▶ Data listing:
---
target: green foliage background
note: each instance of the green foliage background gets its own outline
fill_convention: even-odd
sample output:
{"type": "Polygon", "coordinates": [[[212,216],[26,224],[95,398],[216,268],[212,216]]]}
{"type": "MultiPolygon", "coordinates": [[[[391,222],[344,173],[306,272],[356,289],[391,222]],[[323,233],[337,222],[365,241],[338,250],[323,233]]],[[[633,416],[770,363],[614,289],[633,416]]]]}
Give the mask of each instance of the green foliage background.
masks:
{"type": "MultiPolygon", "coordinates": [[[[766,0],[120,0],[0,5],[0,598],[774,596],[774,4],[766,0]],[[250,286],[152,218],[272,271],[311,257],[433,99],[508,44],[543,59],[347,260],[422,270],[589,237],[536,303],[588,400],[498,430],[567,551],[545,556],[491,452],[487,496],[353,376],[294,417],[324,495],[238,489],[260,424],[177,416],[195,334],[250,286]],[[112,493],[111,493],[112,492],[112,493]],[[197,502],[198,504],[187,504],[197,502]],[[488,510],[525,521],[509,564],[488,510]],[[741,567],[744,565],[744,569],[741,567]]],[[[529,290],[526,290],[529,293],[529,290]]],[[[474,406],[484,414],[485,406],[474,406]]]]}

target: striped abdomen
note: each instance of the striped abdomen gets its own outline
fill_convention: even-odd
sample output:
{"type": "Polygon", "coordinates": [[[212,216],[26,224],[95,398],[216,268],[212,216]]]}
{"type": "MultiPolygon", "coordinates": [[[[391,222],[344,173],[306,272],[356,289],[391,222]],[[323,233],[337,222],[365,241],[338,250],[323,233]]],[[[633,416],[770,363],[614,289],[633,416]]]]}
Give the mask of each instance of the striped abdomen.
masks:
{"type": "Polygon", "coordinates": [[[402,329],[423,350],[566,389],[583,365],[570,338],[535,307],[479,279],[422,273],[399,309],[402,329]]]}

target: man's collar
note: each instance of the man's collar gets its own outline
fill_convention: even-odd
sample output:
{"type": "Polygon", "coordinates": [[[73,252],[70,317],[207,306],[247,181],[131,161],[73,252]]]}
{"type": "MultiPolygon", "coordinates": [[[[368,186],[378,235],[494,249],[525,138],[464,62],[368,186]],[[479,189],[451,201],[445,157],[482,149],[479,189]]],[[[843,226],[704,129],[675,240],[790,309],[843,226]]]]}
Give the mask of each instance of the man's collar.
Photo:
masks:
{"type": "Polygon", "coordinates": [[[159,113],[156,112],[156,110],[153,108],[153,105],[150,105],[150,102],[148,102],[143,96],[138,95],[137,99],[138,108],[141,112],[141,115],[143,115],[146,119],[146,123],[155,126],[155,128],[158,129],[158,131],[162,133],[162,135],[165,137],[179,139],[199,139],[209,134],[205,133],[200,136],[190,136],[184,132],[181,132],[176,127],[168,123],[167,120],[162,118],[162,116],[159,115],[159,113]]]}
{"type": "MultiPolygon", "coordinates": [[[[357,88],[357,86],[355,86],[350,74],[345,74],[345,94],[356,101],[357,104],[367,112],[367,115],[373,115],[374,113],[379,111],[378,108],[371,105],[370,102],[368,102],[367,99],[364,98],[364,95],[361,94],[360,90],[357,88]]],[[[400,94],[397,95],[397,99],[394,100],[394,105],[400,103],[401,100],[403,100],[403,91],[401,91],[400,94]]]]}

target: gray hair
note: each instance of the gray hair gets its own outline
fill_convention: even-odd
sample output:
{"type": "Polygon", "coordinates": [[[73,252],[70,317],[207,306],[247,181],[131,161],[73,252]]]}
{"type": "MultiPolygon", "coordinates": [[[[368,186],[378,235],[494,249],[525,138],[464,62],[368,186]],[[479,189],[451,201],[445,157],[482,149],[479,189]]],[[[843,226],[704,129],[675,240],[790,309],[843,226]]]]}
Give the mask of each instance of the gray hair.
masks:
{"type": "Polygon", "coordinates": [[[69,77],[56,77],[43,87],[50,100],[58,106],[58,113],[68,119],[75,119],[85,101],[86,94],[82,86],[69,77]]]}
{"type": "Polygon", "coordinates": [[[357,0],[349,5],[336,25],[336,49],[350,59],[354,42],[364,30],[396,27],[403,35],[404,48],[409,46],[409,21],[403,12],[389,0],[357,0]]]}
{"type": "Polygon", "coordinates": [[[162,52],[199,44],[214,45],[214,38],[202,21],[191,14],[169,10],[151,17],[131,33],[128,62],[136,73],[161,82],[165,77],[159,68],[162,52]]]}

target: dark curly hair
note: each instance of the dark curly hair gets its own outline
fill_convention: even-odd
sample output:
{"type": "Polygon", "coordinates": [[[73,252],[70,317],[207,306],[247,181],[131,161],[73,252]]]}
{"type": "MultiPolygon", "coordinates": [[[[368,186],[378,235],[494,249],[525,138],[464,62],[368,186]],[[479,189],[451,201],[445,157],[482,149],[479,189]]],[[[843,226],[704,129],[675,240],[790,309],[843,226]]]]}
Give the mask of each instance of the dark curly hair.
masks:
---
▶ What you are asked to do: Restate the material word for word, but only from its first line through the line containing "Give the mask of each instance of the green".

▶ Answer to this exercise:
target: green foliage background
note: each instance of the green foliage background gets its own outline
fill_convention: even-odd
sample output:
{"type": "Polygon", "coordinates": [[[212,216],[26,224],[95,398],[216,268],[212,216]]]}
{"type": "MultiPolygon", "coordinates": [[[[391,222],[344,173],[306,272],[356,289],[391,222]],[[323,233],[337,222],[365,241],[338,250],[323,233]]],[[[633,416],[770,363],[614,289],[633,416]]]]}
Give the mask of each instance of the green foliage background.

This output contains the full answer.